▼

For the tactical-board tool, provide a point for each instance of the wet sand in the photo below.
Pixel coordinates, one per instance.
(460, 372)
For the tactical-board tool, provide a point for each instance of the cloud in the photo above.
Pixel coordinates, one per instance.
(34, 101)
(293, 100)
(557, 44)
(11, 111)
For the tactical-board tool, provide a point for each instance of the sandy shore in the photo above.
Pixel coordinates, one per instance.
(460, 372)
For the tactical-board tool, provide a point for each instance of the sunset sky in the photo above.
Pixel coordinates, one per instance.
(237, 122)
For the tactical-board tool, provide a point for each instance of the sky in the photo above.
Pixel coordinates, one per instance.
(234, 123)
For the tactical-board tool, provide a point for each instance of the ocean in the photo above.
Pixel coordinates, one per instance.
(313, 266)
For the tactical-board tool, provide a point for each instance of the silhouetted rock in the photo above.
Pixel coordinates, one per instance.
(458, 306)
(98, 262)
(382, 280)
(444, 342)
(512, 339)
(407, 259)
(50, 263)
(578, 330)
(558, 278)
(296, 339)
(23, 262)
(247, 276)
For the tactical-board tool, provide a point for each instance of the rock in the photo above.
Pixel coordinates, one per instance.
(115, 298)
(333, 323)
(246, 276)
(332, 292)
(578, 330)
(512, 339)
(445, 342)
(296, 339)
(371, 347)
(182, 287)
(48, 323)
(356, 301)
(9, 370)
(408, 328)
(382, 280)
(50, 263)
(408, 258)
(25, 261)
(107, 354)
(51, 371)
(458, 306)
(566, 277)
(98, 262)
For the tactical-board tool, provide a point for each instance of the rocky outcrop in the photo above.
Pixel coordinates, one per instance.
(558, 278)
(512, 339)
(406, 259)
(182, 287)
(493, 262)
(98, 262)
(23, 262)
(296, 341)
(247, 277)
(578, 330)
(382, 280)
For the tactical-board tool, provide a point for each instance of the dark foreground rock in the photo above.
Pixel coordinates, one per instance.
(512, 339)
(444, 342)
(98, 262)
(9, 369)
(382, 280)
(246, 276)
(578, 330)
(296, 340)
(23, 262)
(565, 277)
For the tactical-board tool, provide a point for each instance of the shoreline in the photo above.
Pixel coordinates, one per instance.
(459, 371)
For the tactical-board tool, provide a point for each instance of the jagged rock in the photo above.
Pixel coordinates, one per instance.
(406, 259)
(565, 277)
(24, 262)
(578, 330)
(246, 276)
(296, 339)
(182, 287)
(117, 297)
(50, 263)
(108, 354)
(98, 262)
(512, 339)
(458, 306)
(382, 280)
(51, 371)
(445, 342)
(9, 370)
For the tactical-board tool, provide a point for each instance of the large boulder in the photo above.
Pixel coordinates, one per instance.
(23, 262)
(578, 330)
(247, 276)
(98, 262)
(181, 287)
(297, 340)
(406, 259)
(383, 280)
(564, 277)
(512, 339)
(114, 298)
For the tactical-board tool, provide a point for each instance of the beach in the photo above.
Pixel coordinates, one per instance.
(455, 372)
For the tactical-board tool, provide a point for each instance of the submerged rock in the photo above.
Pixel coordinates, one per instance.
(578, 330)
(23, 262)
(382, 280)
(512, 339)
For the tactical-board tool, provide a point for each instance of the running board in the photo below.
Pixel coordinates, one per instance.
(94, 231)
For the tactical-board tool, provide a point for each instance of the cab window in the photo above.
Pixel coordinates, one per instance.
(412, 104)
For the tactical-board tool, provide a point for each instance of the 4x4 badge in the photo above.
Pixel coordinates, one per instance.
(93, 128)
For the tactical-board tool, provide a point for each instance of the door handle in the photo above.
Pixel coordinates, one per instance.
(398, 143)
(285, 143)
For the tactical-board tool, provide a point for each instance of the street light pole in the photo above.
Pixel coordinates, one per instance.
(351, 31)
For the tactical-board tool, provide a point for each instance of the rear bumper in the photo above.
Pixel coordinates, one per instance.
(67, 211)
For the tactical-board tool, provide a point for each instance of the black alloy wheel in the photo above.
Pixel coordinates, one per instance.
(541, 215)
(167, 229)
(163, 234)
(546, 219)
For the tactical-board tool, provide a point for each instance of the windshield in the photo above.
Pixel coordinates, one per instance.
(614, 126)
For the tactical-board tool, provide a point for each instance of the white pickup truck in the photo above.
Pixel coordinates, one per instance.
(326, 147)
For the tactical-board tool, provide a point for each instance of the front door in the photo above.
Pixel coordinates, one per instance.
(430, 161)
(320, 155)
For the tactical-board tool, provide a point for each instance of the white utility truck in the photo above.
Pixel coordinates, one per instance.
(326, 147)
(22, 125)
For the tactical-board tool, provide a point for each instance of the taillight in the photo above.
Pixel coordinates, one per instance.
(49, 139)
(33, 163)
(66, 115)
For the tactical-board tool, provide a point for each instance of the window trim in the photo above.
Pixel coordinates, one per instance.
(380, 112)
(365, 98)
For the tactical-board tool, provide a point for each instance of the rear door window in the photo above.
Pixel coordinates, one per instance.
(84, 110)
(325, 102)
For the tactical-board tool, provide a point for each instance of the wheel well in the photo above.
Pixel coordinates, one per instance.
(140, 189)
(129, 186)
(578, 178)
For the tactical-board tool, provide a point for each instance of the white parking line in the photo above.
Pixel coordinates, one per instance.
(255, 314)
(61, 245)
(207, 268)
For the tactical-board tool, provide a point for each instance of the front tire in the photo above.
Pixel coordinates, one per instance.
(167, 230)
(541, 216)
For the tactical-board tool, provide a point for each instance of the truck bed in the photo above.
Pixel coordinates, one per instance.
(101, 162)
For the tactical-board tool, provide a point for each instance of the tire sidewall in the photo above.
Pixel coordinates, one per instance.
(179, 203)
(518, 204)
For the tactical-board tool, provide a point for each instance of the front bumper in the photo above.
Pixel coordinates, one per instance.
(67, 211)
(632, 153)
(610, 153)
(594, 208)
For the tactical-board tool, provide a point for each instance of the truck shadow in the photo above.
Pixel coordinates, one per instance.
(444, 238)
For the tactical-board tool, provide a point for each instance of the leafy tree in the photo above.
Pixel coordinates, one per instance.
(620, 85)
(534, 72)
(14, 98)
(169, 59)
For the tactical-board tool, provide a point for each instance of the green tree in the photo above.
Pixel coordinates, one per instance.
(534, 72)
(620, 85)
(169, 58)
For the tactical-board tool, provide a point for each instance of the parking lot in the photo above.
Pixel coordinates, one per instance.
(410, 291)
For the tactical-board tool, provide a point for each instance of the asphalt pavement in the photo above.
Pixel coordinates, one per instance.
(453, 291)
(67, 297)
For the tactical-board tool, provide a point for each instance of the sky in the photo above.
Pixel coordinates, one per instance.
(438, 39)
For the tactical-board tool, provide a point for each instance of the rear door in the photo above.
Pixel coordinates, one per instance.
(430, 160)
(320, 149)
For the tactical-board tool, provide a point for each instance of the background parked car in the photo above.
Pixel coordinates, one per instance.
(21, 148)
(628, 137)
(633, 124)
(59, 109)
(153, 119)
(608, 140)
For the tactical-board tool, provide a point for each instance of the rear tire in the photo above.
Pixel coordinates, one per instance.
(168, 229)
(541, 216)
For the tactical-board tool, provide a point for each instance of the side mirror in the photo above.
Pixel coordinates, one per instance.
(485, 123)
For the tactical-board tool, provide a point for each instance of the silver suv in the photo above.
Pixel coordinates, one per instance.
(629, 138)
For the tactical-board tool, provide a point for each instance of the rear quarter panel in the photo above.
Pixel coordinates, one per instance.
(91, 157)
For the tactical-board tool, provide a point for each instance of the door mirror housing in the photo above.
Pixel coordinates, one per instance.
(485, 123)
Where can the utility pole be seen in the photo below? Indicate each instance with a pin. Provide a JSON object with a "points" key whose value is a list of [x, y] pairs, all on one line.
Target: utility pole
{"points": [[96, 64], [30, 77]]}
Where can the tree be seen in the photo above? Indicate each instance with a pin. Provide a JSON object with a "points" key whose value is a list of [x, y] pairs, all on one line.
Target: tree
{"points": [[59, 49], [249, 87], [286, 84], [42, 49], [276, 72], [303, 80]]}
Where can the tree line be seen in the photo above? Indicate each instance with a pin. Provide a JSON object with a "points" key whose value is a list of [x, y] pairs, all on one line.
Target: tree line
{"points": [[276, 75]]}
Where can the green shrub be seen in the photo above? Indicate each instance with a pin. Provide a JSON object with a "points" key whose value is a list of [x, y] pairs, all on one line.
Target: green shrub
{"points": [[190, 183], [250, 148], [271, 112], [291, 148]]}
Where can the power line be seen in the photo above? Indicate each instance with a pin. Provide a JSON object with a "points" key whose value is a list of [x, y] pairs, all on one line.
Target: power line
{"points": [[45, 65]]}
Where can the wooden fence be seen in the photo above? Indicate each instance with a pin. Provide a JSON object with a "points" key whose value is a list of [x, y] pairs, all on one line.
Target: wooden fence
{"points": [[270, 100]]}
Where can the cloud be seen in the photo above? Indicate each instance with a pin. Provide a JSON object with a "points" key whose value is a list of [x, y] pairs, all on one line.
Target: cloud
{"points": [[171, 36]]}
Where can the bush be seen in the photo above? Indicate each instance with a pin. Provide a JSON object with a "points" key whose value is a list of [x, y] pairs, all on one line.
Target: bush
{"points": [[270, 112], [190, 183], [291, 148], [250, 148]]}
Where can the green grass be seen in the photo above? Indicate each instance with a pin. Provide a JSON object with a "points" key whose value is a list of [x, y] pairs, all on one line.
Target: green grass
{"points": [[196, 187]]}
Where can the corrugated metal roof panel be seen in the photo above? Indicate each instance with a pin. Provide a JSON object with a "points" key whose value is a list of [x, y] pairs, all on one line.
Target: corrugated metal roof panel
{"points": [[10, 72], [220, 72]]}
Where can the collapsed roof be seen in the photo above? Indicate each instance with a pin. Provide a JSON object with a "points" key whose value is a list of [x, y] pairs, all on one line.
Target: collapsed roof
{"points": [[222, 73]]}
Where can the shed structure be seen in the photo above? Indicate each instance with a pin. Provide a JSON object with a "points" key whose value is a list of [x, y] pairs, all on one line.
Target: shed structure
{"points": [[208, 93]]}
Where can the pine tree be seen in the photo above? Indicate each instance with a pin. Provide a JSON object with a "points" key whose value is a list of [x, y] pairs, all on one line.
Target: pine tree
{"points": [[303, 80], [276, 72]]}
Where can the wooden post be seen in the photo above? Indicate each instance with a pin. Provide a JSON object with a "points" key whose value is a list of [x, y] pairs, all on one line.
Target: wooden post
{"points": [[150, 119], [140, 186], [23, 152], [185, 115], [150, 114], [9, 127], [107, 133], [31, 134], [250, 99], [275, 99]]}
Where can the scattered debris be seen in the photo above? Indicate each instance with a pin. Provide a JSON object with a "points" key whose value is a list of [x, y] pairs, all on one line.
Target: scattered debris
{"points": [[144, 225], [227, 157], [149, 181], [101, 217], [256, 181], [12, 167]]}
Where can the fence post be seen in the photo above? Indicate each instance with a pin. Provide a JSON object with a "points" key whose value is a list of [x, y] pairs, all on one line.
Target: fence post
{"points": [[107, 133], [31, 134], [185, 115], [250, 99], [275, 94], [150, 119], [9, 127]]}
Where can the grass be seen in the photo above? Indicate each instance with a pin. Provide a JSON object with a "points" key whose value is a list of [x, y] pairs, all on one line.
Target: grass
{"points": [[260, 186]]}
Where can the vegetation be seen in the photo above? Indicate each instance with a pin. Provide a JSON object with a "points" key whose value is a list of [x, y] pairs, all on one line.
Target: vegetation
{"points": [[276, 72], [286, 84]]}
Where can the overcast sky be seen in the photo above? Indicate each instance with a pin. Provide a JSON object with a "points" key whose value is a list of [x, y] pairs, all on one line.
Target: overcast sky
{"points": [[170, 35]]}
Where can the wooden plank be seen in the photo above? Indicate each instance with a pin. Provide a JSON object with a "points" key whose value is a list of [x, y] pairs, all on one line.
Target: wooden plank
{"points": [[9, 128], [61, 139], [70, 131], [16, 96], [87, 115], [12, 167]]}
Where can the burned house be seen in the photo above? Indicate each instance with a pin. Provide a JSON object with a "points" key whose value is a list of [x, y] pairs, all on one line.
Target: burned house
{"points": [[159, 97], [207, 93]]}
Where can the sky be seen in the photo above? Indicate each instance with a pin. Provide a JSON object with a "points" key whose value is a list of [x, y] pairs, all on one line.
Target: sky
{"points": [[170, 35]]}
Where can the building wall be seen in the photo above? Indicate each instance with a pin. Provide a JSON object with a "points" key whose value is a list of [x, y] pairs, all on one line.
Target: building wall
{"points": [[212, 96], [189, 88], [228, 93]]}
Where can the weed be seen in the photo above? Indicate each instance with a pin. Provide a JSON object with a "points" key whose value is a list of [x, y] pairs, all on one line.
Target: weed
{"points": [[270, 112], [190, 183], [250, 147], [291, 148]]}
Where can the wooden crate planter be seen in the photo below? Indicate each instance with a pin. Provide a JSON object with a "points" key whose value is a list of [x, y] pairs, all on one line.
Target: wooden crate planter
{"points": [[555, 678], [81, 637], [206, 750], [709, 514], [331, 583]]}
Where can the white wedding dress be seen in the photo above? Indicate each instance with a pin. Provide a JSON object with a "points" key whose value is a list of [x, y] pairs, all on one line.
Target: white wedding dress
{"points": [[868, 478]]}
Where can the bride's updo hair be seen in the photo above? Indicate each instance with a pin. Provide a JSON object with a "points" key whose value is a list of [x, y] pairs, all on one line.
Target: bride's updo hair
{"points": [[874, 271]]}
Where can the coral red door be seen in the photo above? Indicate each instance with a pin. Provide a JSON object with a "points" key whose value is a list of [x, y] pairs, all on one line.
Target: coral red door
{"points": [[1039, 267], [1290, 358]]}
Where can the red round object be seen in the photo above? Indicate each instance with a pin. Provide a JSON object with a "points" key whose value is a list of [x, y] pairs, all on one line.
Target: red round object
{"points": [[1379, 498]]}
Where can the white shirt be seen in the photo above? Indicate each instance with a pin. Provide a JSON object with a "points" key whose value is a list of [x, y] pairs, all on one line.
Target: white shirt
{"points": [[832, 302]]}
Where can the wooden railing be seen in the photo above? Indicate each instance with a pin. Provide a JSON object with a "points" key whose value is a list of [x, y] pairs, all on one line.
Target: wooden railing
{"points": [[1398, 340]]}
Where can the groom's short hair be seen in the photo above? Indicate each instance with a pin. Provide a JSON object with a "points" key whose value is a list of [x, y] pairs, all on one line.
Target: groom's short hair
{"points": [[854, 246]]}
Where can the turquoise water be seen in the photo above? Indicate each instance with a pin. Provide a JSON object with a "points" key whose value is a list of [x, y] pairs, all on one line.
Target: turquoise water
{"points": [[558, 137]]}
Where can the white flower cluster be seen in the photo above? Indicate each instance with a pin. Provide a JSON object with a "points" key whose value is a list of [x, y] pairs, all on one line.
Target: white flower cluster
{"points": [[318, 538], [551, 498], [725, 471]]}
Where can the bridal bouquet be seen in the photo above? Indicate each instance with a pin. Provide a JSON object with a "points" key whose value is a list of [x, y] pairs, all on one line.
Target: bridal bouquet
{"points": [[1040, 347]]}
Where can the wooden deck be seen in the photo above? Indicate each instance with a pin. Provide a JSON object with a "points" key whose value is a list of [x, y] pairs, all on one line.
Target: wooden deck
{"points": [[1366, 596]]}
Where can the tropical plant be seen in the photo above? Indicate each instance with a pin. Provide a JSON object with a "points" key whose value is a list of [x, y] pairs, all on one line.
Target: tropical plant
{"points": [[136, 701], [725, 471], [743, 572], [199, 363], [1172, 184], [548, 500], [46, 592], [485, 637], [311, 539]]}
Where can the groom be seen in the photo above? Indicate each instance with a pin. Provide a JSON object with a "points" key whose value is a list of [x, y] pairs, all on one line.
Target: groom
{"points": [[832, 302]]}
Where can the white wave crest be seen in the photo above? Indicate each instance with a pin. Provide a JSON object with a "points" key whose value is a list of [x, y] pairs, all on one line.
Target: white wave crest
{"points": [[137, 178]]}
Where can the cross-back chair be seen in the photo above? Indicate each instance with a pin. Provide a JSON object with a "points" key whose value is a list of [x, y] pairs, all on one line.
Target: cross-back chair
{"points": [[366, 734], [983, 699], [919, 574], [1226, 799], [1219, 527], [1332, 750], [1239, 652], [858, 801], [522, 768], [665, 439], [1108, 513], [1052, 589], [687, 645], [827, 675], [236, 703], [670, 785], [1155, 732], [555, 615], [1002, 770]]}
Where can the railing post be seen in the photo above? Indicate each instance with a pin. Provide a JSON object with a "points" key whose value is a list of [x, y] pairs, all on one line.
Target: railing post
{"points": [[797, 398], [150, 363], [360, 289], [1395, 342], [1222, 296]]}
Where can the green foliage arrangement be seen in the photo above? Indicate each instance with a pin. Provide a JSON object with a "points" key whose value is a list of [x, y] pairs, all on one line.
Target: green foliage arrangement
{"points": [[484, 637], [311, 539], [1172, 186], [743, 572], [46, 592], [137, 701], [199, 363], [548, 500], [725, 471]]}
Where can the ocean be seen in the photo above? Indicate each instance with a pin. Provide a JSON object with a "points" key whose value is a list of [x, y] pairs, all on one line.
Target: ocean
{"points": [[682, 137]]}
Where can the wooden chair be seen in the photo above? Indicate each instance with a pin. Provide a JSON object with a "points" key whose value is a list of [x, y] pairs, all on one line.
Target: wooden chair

▲

Emit an exact copy of the lines spanning the start of the records to the line containing "cloud in the photo above.", inclusive, and no other output.

For the tactical-board tool, provide a point for each instance of the wet sand in the photo below.
Pixel coordinates, one per instance.
(460, 372)
For the tactical-board tool, provide a point for each instance of the cloud in the photo above.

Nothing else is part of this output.